### Description of the task
Reproduce all of the entries below exactly, without a single change.
───── Record excerpts ─────
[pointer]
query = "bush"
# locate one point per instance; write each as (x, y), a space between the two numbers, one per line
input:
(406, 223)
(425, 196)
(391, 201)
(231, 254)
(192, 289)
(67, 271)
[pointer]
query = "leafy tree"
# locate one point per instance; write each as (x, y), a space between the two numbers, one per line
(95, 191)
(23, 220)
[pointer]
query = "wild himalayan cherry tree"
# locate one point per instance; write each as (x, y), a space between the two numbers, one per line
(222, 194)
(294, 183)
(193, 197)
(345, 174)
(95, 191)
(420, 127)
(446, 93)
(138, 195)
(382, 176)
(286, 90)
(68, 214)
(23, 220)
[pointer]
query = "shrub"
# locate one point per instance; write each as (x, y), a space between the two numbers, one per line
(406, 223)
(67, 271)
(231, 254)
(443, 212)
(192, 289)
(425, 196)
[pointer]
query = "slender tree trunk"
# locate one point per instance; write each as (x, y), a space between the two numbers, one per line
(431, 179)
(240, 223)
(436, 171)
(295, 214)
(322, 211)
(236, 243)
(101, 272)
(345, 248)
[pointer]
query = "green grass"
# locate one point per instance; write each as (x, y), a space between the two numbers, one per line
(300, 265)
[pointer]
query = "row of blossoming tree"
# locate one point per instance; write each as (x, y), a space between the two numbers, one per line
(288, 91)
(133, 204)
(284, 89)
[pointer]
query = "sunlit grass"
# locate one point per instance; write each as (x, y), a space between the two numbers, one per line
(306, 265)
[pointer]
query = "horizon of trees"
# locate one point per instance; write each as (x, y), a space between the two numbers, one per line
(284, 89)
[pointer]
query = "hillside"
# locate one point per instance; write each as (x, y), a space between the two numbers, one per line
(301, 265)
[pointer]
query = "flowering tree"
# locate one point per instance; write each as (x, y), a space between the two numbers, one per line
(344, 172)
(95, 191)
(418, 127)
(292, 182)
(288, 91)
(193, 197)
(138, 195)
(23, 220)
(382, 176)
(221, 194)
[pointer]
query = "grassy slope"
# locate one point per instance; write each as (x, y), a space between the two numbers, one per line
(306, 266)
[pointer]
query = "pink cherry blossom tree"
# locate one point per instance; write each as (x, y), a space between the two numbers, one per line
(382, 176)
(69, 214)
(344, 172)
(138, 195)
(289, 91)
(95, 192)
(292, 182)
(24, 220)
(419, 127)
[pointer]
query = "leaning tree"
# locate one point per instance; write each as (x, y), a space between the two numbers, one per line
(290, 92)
─────
### Finished exercise
[pointer]
query = "bush"
# locate one point per instance; write each as (x, y), a space between the two numbers, one per line
input:
(406, 223)
(425, 196)
(391, 201)
(231, 254)
(192, 289)
(67, 271)
[pointer]
query = "leafy tree"
# locate one point per instance; write each as (x, y), a space between the two numbers, one per line
(95, 191)
(23, 220)
[pointer]
query = "wild himalayan cherry tree"
# locate one point per instance; write each as (x, y), a space between the two numbers, one per line
(222, 194)
(294, 183)
(193, 197)
(345, 174)
(95, 191)
(420, 127)
(446, 93)
(138, 195)
(382, 176)
(286, 90)
(68, 214)
(23, 220)
[pointer]
query = "shrub"
# locate one point per instance; write each as (x, y), a space between the two numbers, one per line
(406, 223)
(67, 271)
(231, 254)
(443, 212)
(192, 289)
(425, 196)
[pointer]
query = "slender tree trunk"
# locate one point per instance; write each as (x, y), a space between the two numbers, one per line
(431, 179)
(240, 223)
(436, 171)
(295, 214)
(322, 211)
(236, 243)
(101, 272)
(345, 248)
[pointer]
query = "green grass"
# locate one point per instance; write each as (x, y), a space between the two numbers, one per line
(300, 265)
[pointer]
query = "row of blossoming tree"
# locate one point per instance; write each as (x, y), a space between the two numbers, one per line
(288, 91)
(133, 204)
(284, 89)
[pointer]
query = "sunlit grass"
# locate one point per instance; write each as (x, y), a space between the two numbers, one per line
(306, 265)
[pointer]
query = "horizon of trees"
# locate one point per instance; write each as (x, y), a space between the two numbers, one per line
(284, 89)
[pointer]
query = "hillside"
# locate one point per instance; write each as (x, y), a space between the two numbers, one per line
(301, 265)
[pointer]
query = "flowering tree"
# locate one point per instance; write each as (x, y), a space between the two numbers, one per line
(344, 172)
(95, 191)
(418, 127)
(292, 182)
(288, 91)
(193, 197)
(138, 195)
(23, 220)
(382, 176)
(221, 194)
[pointer]
query = "grassy slope"
# locate one point per instance; write each as (x, y), a space between the two numbers, one per line
(306, 266)
[pointer]
query = "pink cherry blossom tree"
# locate one point per instance; write each as (x, y), a space between the two numbers, one per line
(382, 176)
(69, 214)
(344, 172)
(138, 195)
(289, 91)
(95, 192)
(292, 182)
(24, 220)
(419, 127)
[pointer]
query = "leaning tree"
# locate one point per instance; write each as (x, y), a space between the two numbers, one per line
(290, 92)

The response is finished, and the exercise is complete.